══ Data for review

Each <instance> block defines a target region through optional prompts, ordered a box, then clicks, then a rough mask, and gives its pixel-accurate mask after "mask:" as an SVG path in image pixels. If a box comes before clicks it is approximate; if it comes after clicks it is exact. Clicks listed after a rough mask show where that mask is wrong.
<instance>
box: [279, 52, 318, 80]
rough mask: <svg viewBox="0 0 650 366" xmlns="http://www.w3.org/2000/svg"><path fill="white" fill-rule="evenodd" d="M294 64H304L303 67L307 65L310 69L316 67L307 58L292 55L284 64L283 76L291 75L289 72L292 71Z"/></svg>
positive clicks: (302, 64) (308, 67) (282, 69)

════
══ Data for review

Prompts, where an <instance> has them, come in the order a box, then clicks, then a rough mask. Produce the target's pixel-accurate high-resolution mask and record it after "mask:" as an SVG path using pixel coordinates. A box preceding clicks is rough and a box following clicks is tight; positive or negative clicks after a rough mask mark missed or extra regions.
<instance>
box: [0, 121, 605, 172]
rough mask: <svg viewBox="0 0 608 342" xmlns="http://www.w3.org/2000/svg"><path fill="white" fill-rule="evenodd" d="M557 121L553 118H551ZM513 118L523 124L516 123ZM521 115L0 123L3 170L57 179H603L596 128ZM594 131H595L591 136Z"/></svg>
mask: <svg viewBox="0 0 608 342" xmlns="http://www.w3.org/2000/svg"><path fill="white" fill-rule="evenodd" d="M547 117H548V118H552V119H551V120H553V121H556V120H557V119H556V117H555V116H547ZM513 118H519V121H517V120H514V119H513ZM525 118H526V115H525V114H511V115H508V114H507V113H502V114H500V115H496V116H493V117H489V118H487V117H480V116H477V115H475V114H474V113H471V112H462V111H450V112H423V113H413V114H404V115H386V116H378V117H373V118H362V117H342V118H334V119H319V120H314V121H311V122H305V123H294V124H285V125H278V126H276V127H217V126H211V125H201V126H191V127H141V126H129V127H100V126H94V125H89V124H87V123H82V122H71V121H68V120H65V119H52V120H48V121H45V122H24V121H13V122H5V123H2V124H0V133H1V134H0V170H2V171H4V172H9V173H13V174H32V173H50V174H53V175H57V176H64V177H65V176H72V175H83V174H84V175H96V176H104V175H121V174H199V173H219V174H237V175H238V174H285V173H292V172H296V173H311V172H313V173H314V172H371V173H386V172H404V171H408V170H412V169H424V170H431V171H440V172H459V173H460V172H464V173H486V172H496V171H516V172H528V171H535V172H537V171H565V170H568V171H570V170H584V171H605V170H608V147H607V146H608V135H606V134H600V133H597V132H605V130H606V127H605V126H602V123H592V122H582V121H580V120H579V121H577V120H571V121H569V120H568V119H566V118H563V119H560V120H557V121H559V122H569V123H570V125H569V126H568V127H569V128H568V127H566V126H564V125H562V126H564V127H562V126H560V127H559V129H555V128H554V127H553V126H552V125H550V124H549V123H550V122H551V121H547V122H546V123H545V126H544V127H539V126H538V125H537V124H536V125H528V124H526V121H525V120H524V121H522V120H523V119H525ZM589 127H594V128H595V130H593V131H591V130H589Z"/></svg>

════

* About this task:
Taking the entries above, print exactly the lines starting at the line with "box: [279, 52, 318, 80]" and ending at the line with "positive clicks: (302, 64)", both included.

* Output of the task:
box: [279, 52, 318, 80]
rough mask: <svg viewBox="0 0 650 366" xmlns="http://www.w3.org/2000/svg"><path fill="white" fill-rule="evenodd" d="M294 64H304L303 67L307 65L310 69L316 67L307 58L292 55L284 64L283 76L291 75L289 72L292 71Z"/></svg>
positive clicks: (302, 64) (308, 67) (282, 69)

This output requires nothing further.